• _Your instructions_: Write out word for word the passage of the canonical data model post below, from "As the definition." up to and including "the ultimate solution.".

• _Document text_:
>>

Monday, August 28, 2006

Single Canonical form - not for SOA

A very short while ago I made a post about the starting point for SOA and in the follow-up I made a comment that I wasn't a big fan of canonical data models, and I was asked to clarify why, so here goes.

First off lets agree what we mean by this and I'll take this
Therefore, design a Canonical Data Model that is independent from any specific application. Require each application to produce and consume messages in this common format.
As the definition. I've seen, and led, quite a few projects that have used a canonical data model, and for some things its worked and for lots its failed (of course the ones I led were the ones that worked :) ). So its not that canonical forms are a really bad thing, its just that they aren't the ultimate solution.

Taking the manufacturing service Level 0 as out start
and thinking about product and customer as our two data elements to worry about. There are three approaches here, all of which could be called canonical to some degree but which represent very different approaches to the solution.

Just the facts

The first is the one I've used most often to success in this area, and its focus is all about the interactions between multiple services. The rule here is basically common demoninator, the objective is to find the minimum set of data that can be used to effectively communicate between areas on a consistent basis. The goal here isn't that this should be used on 100% of occasions but that it represents 70-80% of the interactions.

In this model we might even get to the stage where its ProductID and CustomerID that are shared and we have a standard provisioning approach for the two to ensure that IDs are unique. But most often its a small subset that enables each service to understand what the other is talking about and then translate it into its own version. So in this model the "canonical" form is very small, really just a minimal reference set. This does mean that sometimes conversations have to take place outside of this minimal reference set, and that is fine, but its more costly so the people making that call need to be aware that now they are completely responsible for managing change of that interaction.

So in this model we might say that all product elements are governed by the productID, customer consists of Name and Address, but when sales talk to finance to bill a customer for an order they also include the product description from their marketing literature to help it make sense on the invoice. Here we would model this extra bit of information either as an extension to the previous data model, or just consider it bespoke for that transaction. This would mean that the sales service team would now be responsible for the evolution of that data description rather than using the global model which would be owned and maintained... well globally. The objective when communicating is to use this minimal reference set as much as possible, as this reduces effort, and the goal of the team that maintains it is to keep it small so its easier for them.

<<

• _Recorded data_:
>>

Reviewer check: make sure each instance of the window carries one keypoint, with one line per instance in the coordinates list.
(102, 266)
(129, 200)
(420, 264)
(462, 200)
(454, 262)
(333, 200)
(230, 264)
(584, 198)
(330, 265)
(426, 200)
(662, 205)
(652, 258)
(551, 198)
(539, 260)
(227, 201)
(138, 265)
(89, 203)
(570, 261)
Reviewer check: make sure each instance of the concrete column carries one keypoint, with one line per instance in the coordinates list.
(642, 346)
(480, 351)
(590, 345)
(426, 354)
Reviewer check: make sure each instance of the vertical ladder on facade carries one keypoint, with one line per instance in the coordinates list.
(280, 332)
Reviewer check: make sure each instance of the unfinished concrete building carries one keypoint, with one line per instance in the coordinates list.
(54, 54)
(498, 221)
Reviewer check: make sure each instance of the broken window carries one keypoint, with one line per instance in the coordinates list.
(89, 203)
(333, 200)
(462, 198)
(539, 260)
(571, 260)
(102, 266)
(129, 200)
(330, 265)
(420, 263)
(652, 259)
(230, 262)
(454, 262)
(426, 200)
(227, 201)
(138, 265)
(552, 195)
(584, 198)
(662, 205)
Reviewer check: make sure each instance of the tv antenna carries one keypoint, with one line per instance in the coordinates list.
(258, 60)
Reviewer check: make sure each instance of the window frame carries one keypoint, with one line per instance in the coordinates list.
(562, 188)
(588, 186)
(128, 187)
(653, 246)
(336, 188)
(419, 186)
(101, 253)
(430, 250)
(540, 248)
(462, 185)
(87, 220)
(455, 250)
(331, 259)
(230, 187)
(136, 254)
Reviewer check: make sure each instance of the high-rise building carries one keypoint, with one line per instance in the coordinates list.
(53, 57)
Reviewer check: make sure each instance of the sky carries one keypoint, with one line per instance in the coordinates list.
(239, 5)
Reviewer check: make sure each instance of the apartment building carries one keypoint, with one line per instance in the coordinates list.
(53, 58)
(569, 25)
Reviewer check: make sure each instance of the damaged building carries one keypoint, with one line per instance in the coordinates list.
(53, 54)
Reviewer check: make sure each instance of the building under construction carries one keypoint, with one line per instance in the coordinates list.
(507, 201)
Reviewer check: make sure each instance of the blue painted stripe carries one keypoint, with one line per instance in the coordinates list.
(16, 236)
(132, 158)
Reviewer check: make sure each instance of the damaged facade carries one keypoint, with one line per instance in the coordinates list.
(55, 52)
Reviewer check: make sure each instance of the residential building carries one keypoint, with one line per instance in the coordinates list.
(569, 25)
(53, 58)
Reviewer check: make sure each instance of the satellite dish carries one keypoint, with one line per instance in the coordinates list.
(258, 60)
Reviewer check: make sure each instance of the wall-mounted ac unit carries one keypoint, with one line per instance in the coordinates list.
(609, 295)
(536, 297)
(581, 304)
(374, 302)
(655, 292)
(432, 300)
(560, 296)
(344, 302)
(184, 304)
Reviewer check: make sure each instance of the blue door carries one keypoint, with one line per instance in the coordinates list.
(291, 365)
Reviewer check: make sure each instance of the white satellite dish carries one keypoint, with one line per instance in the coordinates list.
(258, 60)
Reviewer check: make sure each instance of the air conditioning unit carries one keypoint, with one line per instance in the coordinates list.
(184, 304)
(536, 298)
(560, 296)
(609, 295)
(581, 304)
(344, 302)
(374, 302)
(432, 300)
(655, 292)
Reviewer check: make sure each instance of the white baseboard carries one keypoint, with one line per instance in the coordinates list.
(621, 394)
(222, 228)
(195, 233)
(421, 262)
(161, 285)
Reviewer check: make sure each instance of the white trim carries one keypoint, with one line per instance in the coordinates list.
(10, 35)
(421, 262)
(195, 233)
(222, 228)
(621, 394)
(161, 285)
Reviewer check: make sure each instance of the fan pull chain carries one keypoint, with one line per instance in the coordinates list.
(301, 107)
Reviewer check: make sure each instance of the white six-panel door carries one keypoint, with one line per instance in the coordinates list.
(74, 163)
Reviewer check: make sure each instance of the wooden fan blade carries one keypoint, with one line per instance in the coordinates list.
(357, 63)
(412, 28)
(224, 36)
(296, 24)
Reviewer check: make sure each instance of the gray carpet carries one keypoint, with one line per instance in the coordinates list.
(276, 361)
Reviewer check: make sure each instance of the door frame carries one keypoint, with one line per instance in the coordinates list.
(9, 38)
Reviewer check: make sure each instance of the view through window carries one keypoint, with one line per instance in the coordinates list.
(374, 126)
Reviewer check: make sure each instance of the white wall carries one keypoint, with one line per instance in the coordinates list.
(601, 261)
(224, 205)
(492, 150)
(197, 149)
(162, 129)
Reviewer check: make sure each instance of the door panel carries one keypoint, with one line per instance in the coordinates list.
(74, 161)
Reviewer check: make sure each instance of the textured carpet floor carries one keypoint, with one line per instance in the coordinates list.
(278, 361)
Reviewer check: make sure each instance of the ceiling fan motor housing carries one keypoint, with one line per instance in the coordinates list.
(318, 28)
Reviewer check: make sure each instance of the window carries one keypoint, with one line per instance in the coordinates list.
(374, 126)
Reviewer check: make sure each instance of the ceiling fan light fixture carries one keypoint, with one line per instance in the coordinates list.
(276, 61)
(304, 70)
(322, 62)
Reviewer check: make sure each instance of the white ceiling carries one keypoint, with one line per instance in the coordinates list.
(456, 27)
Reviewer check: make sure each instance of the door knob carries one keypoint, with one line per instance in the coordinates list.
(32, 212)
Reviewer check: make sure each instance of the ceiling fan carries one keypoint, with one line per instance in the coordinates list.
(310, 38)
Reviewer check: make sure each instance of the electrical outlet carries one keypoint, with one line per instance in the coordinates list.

<<

• _Task result_:
As the definition. I've seen, and led, quite a few projects that have used a canonical data model, and for some things its worked and for lots its failed (of course the ones I led were the ones that worked :) ). So its not that canonical forms are a really bad thing, its just that they aren't the ultimate solution.